Aim: Please pull out every line in the material below that contains the word "floor", and copy each one in full.
### The data
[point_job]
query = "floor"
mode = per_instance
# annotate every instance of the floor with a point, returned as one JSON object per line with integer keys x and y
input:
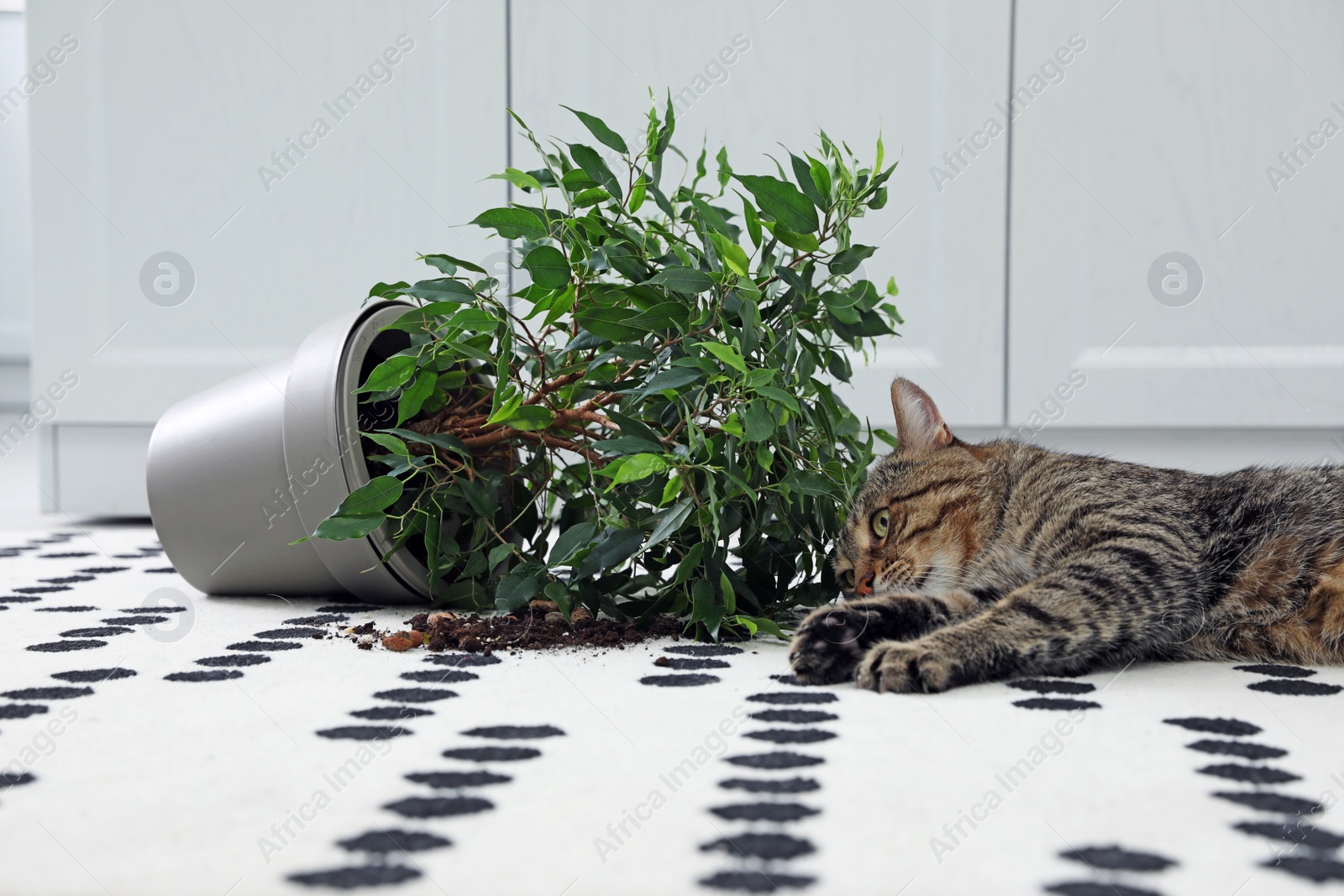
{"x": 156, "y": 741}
######
Response below:
query = "floor"
# annotate every instance of the floor with a point, returned as one JSON object per line with integer keys x and y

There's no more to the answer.